> _What to do_
a - In the post about the thicker wire, by what factor does the cross-sectional area change when the diameter doubles?
b - Continue the post about the thicker wire from where it stops.

A wire is replaced by a different wire with the same material, length but double the diameter. The same load is attached to the wire. What is the change to the elastic potential energy

Relevant Equations:

F=kx
E= 1/2kx^2
Young's Modulus = Stress/strain

I think the answer is that the elastic potential energy will be a 1/16th of the original value. This is my reasoning:

1) If the diameter doubles, the cross sectional area is 4 times the original value. (from A= πr²).
2) F= stress/area. Force (load is the same). If cross sectional area quadruples, then the stress must quarter.
3) E= stress/strain. E is the same. If stress quarters, than strain must quarter. If strain quarters, extension must quarter (since original length is still the same).
4) From E= 1/2 kx², with k being the same and extension being a quarter of the original value, the energy must be a 1/16th of the original value.

> _Given data_
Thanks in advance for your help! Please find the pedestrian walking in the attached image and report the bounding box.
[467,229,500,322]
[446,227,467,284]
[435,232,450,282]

> _Task results_
a - It becomes 4 times the original value.

b -
However, the answers say the elastic potential energy is a quarter of the original value. Which part of my reasoning is incorrect ?

 

[Steve4Physics]

2) F= stress/area.

Are you sure?

 

[RateOfReturn]

Are you sure?

Sorry, it was a typo- I meant to say stress = force/area. I'll edit the original question.

 

[Steve4Physics]

Sorry, it was a typo- I meant to say stress = force/area. I'll edit the original question.

Yes. I made a typo' too - hit the send button by mistake. I had another comment which is:

In 1/2kx^2, will 'k' remain the same if the cross-sectional area is changed?

Edit. Ah, @TSny beat me to it.

 

[RateOfReturn]

Yes. I made a typo' too - hit the send button by mistake. I had another comment which is:

In 1/2kx^2, will 'k' remain the same if the cross-sectional area is changed?

I am not familiar with how k and cross-sectional area are related. Although, I'm thinking if the cross-sectional area quadruples, then the force needed per unit extension must also quadruple. So k must quadruple ?

 

[RateOfReturn]

Is the force in the formula Stress= Force/area and the force in Force= spring constant times extension, the same force ?

 

[Steve4Physics]

I am not familiar with how k and cross-sectional area are related. Although, I'm thinking if the cross-sectional area quadruples, then the force needed per unit extension must also quadruple. So k must quadruple ?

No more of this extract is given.